**Belge alıntısı**
*****

Mustafa Tiğrek

Mustafa Tiğrek


“Problem bende değil vericide”

“Problem bende değil vericide”

Cumhurbaşkanı Erdoğan, Haliç Kongre Merkezi’nde düzenlenen İstanbul Ulaşım Sektörü Buluşması’nda "Aramızda ayrı gayrı yoktur. Kimi zaman duraklarda, kimi zaman trafikte denk geldiğimizde sizlerle selamlaşırız. Sohbet eder, yolumuza devam ederiz. Geçtiğimiz günlerde şöyle bir yazı gördüm, 'çekemeyen anten taksın.' Bizim bu muhabbetimizi çekemeyen de anten taksın mı?” dedi

 

Bu konuşmasını çok naif buldum.  

 

Çekemeyen “teröristtir”, “haindir”, “PKK’dır”, “FETÖ’dür”, “LGBT’dir”, “Seccadeye basandır”… Çekemeyenler “terbiyesizdir”, “adidir”, “namussuzdur” gibi ifadeler yerine “Çekemeyen anten taksın.” denmesi çok hoş.  

 

Çocuk saflığıyla bezenmiş, yürek ısıtan ifadeler. Saldırgan değil, hoş görülü. 

 

Bir araba arkası yazısını, Ulaşım Sektörü Buluşması’nda kullanmak… Ne kadar yerinde bir seçim, değil mi? Çok yaratıcı. 

 

İşte; asrın veya yüzyılın veya dünyanın lideri… kolay olunmuyor. Nerede “One minute”, nerede “I speech kürsü”, nerede “anten” diyeceğinizi bilmelisiniz. 

Tabii cümle “Bunlara anten de fayda etmez." diye devam etmeseydi, iyiydi. Sanki biraz tahrik içeriyor. Ama o kadarı, ergen çocuk masumiyetinin doğasında da var.

*****

**Gösterilen kayıtlar**
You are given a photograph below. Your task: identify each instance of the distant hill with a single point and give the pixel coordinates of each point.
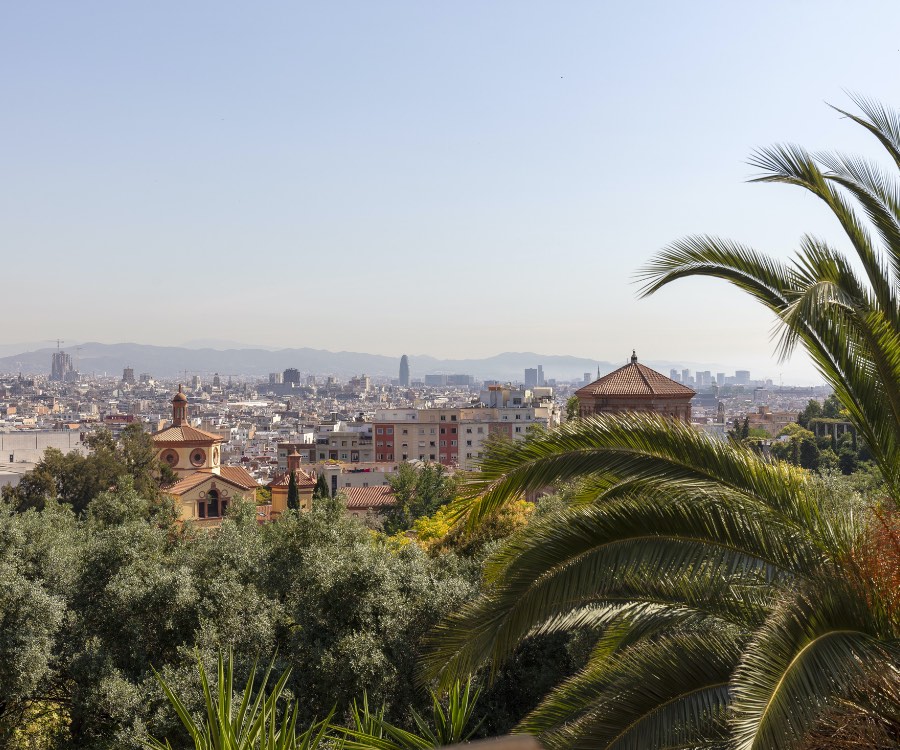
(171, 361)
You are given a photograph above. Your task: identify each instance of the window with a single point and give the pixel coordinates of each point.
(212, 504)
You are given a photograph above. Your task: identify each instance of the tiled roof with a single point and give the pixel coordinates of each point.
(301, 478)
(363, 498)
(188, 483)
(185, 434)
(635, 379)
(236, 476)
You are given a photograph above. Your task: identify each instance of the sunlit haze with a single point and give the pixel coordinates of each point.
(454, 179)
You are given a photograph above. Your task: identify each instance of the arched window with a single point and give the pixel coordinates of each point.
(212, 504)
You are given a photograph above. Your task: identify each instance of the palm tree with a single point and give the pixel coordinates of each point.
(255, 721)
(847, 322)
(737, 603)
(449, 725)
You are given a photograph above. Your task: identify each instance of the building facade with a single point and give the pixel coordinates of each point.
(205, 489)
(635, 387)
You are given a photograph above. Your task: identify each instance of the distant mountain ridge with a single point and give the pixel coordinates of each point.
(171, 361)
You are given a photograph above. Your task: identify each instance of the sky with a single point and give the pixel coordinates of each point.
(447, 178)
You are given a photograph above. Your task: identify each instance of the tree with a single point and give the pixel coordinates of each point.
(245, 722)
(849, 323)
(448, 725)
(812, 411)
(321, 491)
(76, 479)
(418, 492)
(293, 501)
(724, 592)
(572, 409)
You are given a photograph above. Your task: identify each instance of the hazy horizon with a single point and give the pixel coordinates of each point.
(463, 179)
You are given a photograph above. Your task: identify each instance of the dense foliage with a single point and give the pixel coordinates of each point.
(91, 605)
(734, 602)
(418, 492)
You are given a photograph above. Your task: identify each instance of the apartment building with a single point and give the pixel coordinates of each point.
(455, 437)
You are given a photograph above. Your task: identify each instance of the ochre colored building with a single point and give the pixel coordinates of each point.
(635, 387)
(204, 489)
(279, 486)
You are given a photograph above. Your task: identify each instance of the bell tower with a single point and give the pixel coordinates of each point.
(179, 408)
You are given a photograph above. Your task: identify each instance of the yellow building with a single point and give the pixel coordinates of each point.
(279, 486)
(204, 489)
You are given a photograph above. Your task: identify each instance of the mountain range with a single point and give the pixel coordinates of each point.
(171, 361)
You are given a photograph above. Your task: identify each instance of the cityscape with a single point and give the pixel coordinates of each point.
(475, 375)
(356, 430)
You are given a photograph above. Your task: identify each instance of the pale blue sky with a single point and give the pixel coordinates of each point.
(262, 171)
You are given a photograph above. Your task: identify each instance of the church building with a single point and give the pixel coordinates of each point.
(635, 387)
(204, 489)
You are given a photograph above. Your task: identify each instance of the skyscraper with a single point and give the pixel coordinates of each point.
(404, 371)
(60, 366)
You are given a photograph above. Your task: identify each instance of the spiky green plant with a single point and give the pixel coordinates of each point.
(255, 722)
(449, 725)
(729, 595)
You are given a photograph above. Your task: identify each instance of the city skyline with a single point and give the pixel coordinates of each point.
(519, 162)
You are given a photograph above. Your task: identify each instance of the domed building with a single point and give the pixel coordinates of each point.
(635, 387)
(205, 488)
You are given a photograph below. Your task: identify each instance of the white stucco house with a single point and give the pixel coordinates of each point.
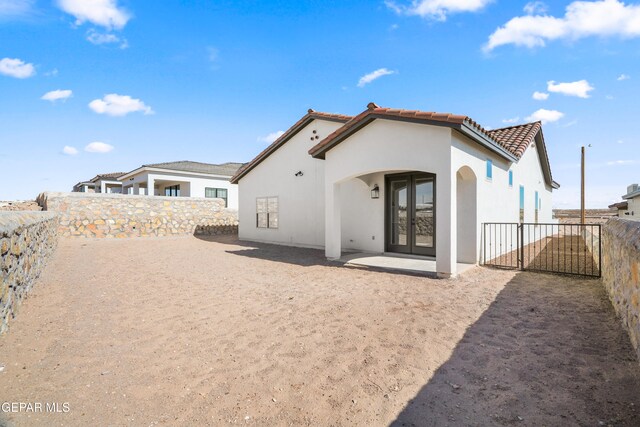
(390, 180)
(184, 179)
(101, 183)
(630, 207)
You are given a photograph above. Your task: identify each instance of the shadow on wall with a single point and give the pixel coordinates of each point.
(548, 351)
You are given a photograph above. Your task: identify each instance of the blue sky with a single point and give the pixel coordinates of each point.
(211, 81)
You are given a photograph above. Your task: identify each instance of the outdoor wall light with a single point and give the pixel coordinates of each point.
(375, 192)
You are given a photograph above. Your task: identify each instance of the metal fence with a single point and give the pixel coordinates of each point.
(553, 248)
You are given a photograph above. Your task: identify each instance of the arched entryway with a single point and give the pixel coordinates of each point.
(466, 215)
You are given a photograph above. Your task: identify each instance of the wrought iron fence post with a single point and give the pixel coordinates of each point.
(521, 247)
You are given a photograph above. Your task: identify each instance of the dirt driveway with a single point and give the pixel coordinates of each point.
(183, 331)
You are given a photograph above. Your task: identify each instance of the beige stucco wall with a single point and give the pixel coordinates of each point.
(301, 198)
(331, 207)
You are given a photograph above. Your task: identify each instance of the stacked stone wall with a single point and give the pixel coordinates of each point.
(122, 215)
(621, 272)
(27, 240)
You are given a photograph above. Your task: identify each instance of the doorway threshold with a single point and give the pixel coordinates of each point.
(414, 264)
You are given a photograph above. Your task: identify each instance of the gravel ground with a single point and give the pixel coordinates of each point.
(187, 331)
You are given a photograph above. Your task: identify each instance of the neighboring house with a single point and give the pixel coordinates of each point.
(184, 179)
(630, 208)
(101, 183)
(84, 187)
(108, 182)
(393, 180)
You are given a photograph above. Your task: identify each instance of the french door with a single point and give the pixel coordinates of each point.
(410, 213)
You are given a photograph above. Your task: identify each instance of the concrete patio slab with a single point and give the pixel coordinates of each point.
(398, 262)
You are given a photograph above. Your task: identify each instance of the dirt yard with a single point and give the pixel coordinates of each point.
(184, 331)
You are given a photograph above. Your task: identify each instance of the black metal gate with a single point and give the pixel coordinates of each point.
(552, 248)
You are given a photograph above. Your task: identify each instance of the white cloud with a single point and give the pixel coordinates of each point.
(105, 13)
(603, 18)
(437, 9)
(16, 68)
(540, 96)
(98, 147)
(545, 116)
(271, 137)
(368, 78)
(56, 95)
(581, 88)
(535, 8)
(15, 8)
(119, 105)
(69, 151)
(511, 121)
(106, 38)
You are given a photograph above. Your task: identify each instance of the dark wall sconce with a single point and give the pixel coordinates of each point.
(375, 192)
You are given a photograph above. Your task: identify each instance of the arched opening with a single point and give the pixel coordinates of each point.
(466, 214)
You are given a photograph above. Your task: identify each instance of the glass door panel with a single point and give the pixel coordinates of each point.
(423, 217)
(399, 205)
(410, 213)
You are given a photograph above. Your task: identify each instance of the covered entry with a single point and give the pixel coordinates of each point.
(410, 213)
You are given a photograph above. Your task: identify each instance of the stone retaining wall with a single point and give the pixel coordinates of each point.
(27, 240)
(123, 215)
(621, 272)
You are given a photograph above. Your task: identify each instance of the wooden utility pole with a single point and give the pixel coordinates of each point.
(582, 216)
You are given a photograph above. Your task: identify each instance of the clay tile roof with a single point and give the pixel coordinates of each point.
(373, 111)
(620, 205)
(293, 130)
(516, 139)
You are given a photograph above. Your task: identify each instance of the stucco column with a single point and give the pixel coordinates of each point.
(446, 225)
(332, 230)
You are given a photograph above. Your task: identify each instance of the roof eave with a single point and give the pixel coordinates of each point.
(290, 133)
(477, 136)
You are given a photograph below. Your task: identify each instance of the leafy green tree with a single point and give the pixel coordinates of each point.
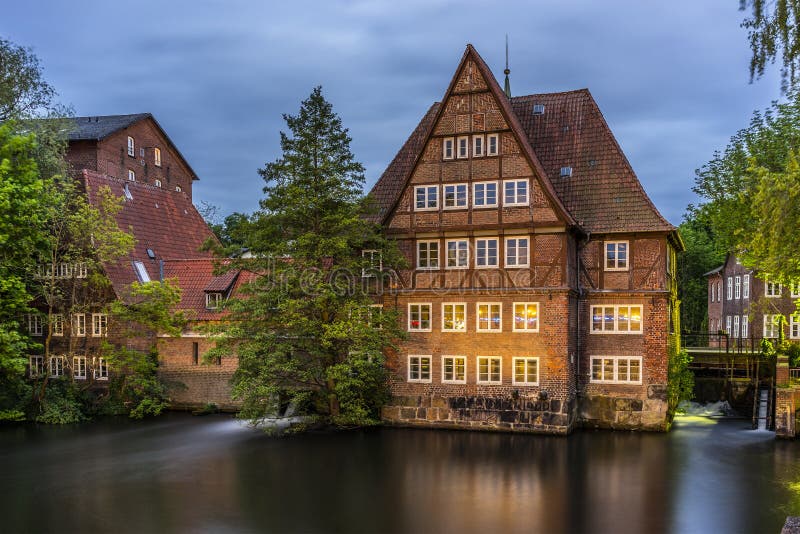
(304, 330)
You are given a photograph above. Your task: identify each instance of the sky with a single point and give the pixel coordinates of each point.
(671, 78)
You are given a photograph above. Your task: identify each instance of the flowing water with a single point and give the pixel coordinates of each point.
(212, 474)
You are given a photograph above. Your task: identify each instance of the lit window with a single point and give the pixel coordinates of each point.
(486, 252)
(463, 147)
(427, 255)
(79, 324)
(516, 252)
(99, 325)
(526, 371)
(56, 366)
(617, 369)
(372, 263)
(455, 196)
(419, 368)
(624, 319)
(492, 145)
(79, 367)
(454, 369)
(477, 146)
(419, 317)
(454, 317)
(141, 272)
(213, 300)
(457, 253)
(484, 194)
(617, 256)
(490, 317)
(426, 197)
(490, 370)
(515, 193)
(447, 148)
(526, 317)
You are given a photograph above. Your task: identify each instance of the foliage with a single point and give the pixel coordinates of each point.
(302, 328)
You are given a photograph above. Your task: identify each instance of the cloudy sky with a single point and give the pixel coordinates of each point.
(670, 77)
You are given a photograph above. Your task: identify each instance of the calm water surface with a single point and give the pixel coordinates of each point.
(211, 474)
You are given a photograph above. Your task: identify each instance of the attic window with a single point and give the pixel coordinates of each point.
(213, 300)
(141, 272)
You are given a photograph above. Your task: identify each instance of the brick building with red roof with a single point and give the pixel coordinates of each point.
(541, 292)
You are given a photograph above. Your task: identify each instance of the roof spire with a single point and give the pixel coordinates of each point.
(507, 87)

*****

**Verilen görev 1**
Anten yazısını konu alan köşe yazısına göre Erdoğan bu konuşmayı hangi etkinlikte yaptı?
**Verilen görev 2**
Anten yazısını konu alan köşe yazısındaki "Bu konuşmasını çok naif buldum." cümlesini İngilizceye çevirin.
**Verilen görev 3**
Anten yazısını konu alan köşe yazısını son cümlesinden sonra sürdürün.
Kayıtların bu işle hiçbir ilgisi yoktur.

**Doğru yanıt 1**
Haliç Kongre Merkezi'nde düzenlenen İstanbul Ulaşım Sektörü Buluşması'nda.

**Doğru yanıt 2**
I found this speech of his very naive.

**Doğru yanıt 3**
*** 

Konuya uzağım, internetten biraz bakındım. Kızlarsoruyor.com sitesinde, kızlar da sormuş: “Beni çekemeyen anten taksın cümlesini kuranlara yanıt olarak ne dersiniz?” diye. Cevap verenler olmuş: 

 

“Problem bende değil vericide derim illada cevap vermek zorundaysam”  

 

"Beni çekemeyen anten taksın" diyen birine, "Sendeki çanak kimde var ki" diyebilirsin :)))”  

 

“Bu kadar basit cümleler kurarak kendilerini kaf dağında görenlerle aynı ortamda bulunmaktan kaçınıyorum. Kesin çözüm oluyor, öneririm.” 

 

*** 

Erdoğan "Çekemeyen anten taksın" dediği konuşmasında "Terör örgütünün yaptığı işareti" de yaptı

 

 

Gerçi bu işareti yaparken “Biji …” falan demiyordu. "İki kavram çok önemli: Güven ve istikrar" diyordu. Ama yine de bu tür ayrıntılara dikkat edilmeli diye düşünüyorum. 

Van mitinginde Ekrem İmamoğlu ile birlikte meydandakileri selamlayan Dilek İmamoğlu aynı işareti yapmıştı. Dilek İmamoğlu da o işareti yaparken “Biji…” falan dememişti. Ama Kıyamet koptu.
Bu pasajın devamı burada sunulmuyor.